• [DIRECTIONS FOR THIS TASK]:
Repeat the lines below exactly as they appear, but leave out the images.

[Data entries]
________________

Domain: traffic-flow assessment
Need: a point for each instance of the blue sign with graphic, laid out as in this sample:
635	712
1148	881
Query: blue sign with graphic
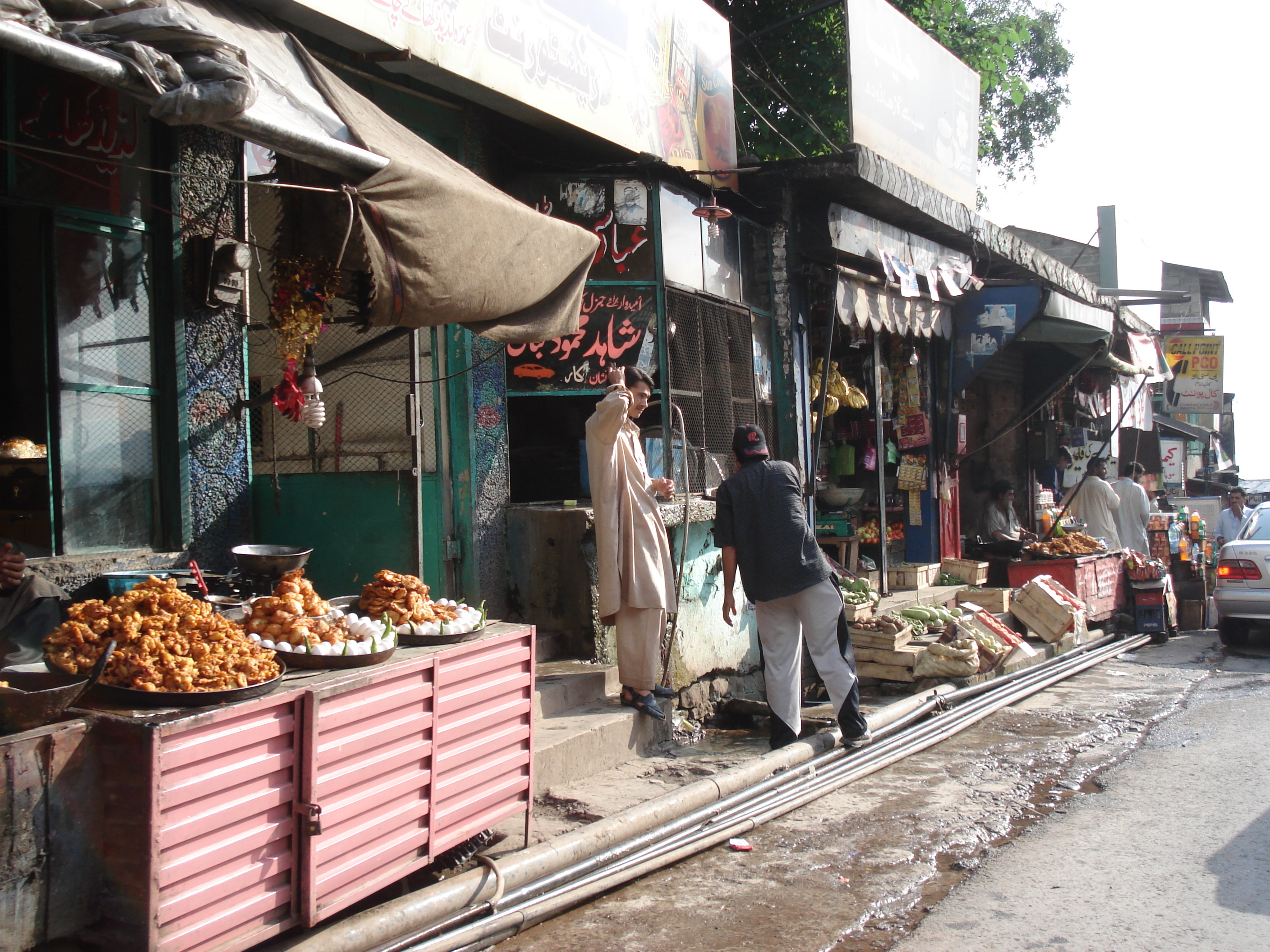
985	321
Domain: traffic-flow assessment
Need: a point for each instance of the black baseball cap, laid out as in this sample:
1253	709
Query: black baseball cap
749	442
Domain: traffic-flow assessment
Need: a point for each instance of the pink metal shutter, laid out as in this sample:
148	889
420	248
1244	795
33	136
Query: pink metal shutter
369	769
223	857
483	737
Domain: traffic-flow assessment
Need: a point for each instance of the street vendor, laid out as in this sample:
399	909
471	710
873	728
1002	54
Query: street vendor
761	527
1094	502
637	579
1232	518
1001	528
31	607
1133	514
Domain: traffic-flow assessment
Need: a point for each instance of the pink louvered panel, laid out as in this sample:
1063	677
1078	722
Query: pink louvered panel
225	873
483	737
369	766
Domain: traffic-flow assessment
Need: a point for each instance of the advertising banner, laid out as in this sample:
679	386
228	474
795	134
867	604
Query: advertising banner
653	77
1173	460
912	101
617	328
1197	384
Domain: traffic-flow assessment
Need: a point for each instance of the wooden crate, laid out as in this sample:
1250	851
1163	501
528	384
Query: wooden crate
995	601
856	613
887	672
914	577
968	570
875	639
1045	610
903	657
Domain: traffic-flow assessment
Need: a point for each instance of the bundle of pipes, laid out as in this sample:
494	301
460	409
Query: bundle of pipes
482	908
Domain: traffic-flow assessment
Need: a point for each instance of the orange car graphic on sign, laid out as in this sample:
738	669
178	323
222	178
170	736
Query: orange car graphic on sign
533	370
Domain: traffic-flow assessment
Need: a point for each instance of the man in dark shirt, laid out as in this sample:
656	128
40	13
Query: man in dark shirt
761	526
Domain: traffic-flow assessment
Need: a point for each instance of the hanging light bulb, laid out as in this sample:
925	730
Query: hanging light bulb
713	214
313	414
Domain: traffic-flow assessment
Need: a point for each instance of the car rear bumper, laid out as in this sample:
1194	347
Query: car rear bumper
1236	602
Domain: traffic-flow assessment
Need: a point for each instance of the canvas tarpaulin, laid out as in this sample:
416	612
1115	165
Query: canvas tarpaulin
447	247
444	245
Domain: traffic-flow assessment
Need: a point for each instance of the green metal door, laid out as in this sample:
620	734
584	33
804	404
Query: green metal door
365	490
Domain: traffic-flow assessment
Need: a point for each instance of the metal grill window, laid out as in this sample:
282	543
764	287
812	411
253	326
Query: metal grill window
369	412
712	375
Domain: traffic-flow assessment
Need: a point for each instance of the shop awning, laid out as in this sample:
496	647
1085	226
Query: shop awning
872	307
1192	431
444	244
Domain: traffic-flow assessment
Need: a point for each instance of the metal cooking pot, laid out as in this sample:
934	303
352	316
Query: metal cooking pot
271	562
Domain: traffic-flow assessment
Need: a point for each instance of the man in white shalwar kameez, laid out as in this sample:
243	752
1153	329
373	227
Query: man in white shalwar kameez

________________

• [REPLY]:
Domain: traffic-flow assessment
Need: a point for each instance of the blue sign with graphic, laid out as in this sample:
635	712
1148	881
Query: blue sign with graphic
985	321
Domain: traffic-flow assessment
Need: a point for each instance of the black baseball cap, laid out as in this sample:
1253	709
Query: black baseball cap
749	442
Domain: traffic-flow assessment
Need: a point for each instance of the pink metal shutter, laid out as in this sample:
148	889
420	248
1244	795
33	136
Query: pink metal shutter
369	769
223	857
483	737
Domain: traffic-flow assessment
Need: a point for each instance of the street vendor, laid out as in this sample:
399	909
471	710
873	728
1002	54
Query: street vendor
761	527
1094	502
637	579
1232	518
1001	528
31	607
1133	514
Domain: traffic-flow assessment
Need: a point for each instance of the pink louvered panel, laid out as in this sample:
1063	677
1078	722
Query: pink louvered panel
225	873
483	737
369	766
Domain: traffic-flow assessment
Need: a point for each instance of the advertising banner, laid out as in this sample:
679	386
228	474
795	134
867	604
Query: advertising banner
653	77
1173	460
912	101
617	328
1197	384
Domain: traffic-flow assessment
Need: a point for each instance of the wooden crate, laid out as in this sample:
1250	851
1163	501
528	384
Query: wooden crate
995	601
856	613
887	672
914	577
968	570
875	639
1045	610
903	657
Domain: traffic-flow assessment
Need: a point for each instance of the bundle of pipes, laid out as in this sample:
494	301
460	409
Query: bundle of pipes
482	908
Domain: traffic-flow assessment
Need: a point for each instance of the orange car graphic on sign, laid out as in this sample:
738	669
178	323
222	178
170	736
Query: orange car graphic on sign
533	370
Domain: traffic-flow assessment
Need: a point for each instance of the man in dark shirt, laid out as in this sample:
656	128
40	13
Query: man in dark shirt
761	526
Domain: traffic-flow assessment
Need: a point for each instance of the hanging light bulb, laid out as in this sample:
925	730
Query: hanging light bulb
713	214
313	414
Domain: traffic-flow assessment
Need: a point for each instance of the car rear bumper, laid out as in this sample:
1194	347
Query: car rear bumper
1236	602
Domain: traffic-flow assessment
Need: a point for each instance of the canvas tarpaulin, laid out as in this sample:
416	612
1115	165
Query: canvas tarpaulin
447	247
444	245
Domain: traffic-flow assessment
Need: a point for each instance of the green metal door, laid out as in this sample:
620	734
584	33
804	404
Query: green metal door
365	490
Domain: traffic-flow assessment
Need: a point for each instance of the metal grill window, laid out as in this sample:
282	543
764	287
812	411
253	326
Query: metal grill window
369	412
712	375
Domain: traffic-flow assessment
Need: a point for each instance of the shop awning, laid out as in this sample:
496	647
1085	226
Query: shop awning
872	307
1192	431
444	244
Domain: traffic-flow assessment
Need: a point for each instance of the metal cooking pot, laid out as in this sample:
934	303
352	316
Query: metal cooking pot
271	562
Domain: traffic-flow assessment
Need: a point for each instance of the man in white shalwar kameez, laid out as in this sample:
243	752
1153	329
373	227
Query: man in white shalwar kameez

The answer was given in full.